Série d'exercices:
• 1. Réécrivez plus brièvement le paragraphe du récit qui commence par « J'avais l'impression de découvrir », en conservant ses faits principaux.
• 2. Reproduisez sans rien changer le passage du récit qui commence par « La portière était » et se termine par « quel jour ? ».
• 3. Donnez la suite du récit, à partir de sa dernière phrase.

Texte à lire:
══════════════════════════════

J'ai rouvert les yeux… Je me suis surprise à être assise dans la voiture… depuis combien de temps, aucune idée…

J'avais l'impression de découvrir l'intérieur de ma voiture, les moindres petits détails… les grains de poussière sur le tableau de bord, la minuscule figurine à ventouse offerte par mon fils déposée dans le petit vide poche, le jeton pour le chariot de courses dans le petit compartiment monnayeur…

La portière était ouverte, mes jambes à l'extérieur, mon sac était tombé sur le trottoir…

Fugacement, j'ai eu l'impression de m'être désincarnée, d'observer la scène depuis ailleurs, plus haut…

Que c'était-il passé ? On était quel jour ?
Lundi… c'était lundi… je devais partir au travail…

Mais là, comme une évidence: JE NE PEUX PAS… JE N’Y ARRIVE PAS
Je me suis rassemblée: mes affaires, mon sac, mon repas, mes jambes, mon esprit… lorsque tout ça a pu se remettre en mouvement, je me suis dirigée vers la maison, ai rouvert la porte… Mon coeur battait la chamade…

Mon Amour s'était levé, il haussait les sourcils “tu as oublié quelque chose ?”

══════════════════════════════

Données enregistrées:
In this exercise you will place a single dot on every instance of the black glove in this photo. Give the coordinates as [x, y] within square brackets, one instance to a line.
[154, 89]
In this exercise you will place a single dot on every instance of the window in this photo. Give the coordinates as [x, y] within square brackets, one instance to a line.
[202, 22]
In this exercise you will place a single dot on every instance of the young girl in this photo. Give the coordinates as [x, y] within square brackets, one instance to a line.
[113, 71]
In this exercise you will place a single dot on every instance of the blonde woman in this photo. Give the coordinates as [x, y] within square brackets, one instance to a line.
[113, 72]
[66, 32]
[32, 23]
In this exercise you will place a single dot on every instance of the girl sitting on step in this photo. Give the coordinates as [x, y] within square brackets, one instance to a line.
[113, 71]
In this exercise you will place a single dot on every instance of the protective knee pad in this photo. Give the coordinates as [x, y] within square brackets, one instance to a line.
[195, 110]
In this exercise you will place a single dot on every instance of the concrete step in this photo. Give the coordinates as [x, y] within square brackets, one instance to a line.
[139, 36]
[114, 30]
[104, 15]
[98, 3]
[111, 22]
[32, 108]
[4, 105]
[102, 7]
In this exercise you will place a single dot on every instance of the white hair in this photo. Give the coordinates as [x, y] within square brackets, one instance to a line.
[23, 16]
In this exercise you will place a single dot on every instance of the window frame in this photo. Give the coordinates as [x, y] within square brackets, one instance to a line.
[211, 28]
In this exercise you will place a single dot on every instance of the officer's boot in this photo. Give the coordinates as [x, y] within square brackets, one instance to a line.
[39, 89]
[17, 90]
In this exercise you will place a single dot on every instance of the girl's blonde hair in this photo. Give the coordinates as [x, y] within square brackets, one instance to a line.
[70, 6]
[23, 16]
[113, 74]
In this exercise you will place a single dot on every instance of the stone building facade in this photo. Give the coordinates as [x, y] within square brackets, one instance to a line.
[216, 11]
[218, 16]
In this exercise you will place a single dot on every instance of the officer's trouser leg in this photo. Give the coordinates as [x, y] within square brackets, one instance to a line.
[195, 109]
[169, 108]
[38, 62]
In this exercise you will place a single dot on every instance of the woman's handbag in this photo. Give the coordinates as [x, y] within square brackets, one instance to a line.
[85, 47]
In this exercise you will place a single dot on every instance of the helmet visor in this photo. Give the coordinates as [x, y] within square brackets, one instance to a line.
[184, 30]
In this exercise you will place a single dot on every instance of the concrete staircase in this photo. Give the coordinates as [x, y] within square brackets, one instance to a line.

══════════════════════════════

Réponses aux exercices:
• 1. J'avais l'impression de découvrir l'intérieur de ma voiture dans ses moindres détails : la poussière sur le tableau de bord, la petite figurine à ventouse offerte par mon fils dans le vide-poche et le jeton de chariot dans le compartiment monnayeur.

• 2.
La portière était ouverte, mes jambes à l'extérieur, mon sac était tombé sur le trottoir…

Fugacement, j'ai eu l'impression de m'être désincarnée, d'observer la scène depuis ailleurs, plus haut…

Que c'était-il passé ? On était quel jour ?

• 3.
“non “
“je peux pas y aller… je me suis sentie mal… j'ai le coeur qui cogne…” “je n'y arrive pas “

Il avait dû comprendre que quelque chose ne tournait pas rond… Je ne me souviens pas qu’il ait posé beaucoup de questions...

“Téléphone au médecin… vas te changer, mets toi à l'aise “

Je ne me suis pas reconnue dans le miroir… pourtant quelques instants avant je l'avais fardé ce visage… Mais là, j'avais l'impression d'être face à un masque de théâtre : trop poudré, les traits d’expression trop marqués… ce n'était pas moi, pas possible… cette femme au visage en papier mâché…

Les filtres de l'inconscient, qui nous permettent de nous regarder chaque jour dans le miroir en occultant tous les détails que l'on ne veut pas voir, étaient tombés… Je me découvrais telle que j'étais…

Le regard vide. Terne. Eteint. On dit que le regard est le reflet de l'âme…
J'étais donc éteinte…

Je me suis changée, je me suis installée dans le canapé. J’aurais voulu qu'il m'engloutisse toute entière… Je ne me souviens pas bien du restant de la journée…
J’ai dû sombrer dans une sorte de torpeur réconfortante.

Quand je suis entrée dans le cabinet du médecin, il n’a pas fallu bien longtemps pour que je m'effondre. Il a rapidement mis le doigt là où ça fait mal.
“Le travail ? Comment ça va ces derniers temps ?”
“Ohhhhh… c'est compliqué docteur”
“C'est compliqué… c'est à dire ?”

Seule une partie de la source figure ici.